▶ _CHALLENGE_: Could you return, character for character, the lines of the items from their very start through the line containing "left=372, top=134, right=531, bottom=203", with both ends included? Leave the pictures out of your answer.

▶ _Image box annotation items_:
......

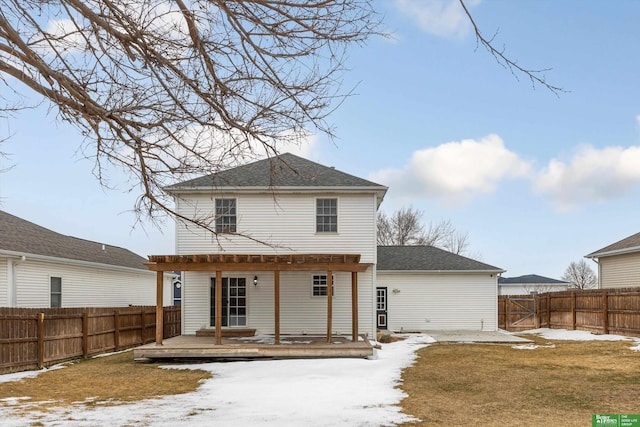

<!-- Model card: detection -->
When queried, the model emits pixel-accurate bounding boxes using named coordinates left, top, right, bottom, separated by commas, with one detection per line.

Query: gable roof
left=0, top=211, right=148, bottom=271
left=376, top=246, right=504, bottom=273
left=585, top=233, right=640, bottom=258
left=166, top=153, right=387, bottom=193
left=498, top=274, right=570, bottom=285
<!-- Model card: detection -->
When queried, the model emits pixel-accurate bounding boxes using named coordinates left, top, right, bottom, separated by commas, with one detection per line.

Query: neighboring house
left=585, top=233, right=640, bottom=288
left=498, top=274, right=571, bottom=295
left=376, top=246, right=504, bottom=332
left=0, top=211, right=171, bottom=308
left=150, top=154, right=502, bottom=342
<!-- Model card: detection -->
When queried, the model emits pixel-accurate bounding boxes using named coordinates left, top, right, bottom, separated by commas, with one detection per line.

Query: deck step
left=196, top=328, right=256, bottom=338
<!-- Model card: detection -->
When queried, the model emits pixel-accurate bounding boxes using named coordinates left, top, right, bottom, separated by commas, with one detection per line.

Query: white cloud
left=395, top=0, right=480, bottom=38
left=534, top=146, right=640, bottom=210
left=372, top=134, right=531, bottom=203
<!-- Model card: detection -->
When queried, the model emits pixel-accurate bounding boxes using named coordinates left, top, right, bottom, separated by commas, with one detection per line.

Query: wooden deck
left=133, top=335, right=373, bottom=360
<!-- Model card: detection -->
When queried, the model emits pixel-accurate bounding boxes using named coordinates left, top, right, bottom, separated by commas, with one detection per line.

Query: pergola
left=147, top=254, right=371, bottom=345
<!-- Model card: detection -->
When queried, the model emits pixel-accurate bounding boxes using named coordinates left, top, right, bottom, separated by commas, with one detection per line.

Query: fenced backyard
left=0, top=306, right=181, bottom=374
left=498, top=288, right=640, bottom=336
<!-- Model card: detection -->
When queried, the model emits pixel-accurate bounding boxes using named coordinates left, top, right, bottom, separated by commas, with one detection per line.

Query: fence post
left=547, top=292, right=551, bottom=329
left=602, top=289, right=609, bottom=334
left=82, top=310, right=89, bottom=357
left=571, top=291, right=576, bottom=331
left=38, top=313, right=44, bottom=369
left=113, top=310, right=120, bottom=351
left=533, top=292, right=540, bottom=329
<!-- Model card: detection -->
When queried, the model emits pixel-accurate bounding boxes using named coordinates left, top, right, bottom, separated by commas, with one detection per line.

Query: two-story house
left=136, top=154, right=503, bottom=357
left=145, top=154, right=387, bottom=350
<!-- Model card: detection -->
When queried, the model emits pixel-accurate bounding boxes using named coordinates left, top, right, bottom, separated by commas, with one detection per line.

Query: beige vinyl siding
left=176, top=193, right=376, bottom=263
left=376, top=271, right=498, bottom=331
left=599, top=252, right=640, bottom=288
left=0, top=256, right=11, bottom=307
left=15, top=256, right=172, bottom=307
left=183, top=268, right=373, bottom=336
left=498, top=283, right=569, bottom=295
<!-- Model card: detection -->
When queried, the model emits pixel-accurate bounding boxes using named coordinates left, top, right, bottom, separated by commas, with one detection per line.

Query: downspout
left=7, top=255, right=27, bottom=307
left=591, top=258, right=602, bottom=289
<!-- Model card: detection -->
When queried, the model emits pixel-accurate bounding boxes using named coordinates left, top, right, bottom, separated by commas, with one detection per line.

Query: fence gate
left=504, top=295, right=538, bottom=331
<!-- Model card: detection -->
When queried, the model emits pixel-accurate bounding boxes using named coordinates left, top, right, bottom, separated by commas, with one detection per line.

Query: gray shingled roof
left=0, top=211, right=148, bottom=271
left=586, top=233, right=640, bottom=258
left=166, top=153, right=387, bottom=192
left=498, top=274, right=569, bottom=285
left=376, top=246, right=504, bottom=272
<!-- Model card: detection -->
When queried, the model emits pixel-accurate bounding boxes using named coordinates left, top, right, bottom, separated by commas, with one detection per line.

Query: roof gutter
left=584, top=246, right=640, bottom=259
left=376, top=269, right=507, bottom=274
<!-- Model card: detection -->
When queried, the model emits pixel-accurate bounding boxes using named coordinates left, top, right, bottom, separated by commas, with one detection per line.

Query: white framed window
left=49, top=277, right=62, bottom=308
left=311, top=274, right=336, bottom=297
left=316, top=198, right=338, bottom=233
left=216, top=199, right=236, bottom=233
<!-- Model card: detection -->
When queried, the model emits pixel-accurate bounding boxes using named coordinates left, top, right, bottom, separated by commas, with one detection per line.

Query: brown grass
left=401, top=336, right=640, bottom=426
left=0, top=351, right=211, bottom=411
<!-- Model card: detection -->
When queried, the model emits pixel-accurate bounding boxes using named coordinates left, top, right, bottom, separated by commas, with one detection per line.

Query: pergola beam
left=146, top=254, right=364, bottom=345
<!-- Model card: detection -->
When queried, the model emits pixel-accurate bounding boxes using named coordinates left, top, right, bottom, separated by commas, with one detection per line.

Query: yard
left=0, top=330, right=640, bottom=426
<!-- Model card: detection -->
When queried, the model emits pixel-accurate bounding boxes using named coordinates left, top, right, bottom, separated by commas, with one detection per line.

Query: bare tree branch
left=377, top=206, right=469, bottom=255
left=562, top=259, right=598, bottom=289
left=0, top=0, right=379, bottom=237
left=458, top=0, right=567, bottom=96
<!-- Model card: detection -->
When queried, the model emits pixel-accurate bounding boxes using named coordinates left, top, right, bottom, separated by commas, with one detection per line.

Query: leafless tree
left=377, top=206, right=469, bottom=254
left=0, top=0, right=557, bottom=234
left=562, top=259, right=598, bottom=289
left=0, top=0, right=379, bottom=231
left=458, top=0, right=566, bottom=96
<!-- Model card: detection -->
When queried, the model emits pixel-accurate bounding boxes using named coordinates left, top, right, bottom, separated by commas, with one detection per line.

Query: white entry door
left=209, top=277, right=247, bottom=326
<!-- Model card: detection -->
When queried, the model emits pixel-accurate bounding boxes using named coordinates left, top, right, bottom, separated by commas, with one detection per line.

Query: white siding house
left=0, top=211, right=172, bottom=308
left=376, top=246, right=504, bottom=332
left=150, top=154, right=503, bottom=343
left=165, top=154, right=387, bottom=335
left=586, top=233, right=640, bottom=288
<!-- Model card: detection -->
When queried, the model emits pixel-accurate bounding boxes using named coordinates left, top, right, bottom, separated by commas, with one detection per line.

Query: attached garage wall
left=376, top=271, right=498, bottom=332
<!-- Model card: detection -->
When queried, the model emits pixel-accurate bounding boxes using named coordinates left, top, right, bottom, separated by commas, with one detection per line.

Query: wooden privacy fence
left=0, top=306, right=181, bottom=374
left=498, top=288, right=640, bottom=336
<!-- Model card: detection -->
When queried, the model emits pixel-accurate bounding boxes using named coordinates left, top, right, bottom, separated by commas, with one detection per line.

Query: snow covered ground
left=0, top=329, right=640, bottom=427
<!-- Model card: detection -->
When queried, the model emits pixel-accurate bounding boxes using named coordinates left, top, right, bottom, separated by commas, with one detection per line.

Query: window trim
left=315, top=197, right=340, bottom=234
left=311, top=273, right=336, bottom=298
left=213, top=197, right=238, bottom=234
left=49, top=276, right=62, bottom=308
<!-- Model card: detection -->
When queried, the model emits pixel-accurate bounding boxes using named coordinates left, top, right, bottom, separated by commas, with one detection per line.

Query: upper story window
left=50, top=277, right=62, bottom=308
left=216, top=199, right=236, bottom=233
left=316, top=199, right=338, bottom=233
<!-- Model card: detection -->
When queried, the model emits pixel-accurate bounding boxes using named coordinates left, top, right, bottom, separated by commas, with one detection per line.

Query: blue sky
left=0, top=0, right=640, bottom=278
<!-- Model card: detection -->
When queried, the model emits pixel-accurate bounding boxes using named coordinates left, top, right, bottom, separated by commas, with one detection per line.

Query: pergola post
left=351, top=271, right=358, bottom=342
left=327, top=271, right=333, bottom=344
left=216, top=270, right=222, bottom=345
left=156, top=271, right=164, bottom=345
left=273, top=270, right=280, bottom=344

......

▶ _WORKED SOLUTION_:
<!-- Model card: detection -->
When queried, the model emits pixel-accurate bounding boxes using named coordinates left, top, right, bottom, separated by commas, with one detection per line.

Query: gable roof
left=0, top=211, right=148, bottom=271
left=376, top=246, right=504, bottom=273
left=585, top=233, right=640, bottom=258
left=166, top=153, right=387, bottom=193
left=498, top=274, right=570, bottom=285
<!-- Model card: detection -->
When queried, the model emits pixel-accurate bounding boxes using named coordinates left, top, right, bottom, separated by commas, with one detection per line.

Query: neighboring house
left=585, top=233, right=640, bottom=288
left=498, top=274, right=571, bottom=295
left=376, top=246, right=504, bottom=332
left=0, top=211, right=171, bottom=308
left=150, top=154, right=502, bottom=342
<!-- Model card: detection -->
When queried, the model emits pixel-accurate bounding boxes using named coordinates left, top, right, bottom, separated by commas, with one detection per line.

Query: deck step
left=196, top=328, right=256, bottom=338
<!-- Model card: detection -->
When queried, the model emits pixel-accurate bounding boxes using named coordinates left, top, right, bottom, separated by commas, with one detection per line.

Query: white cloud
left=395, top=0, right=480, bottom=38
left=534, top=146, right=640, bottom=210
left=372, top=134, right=531, bottom=203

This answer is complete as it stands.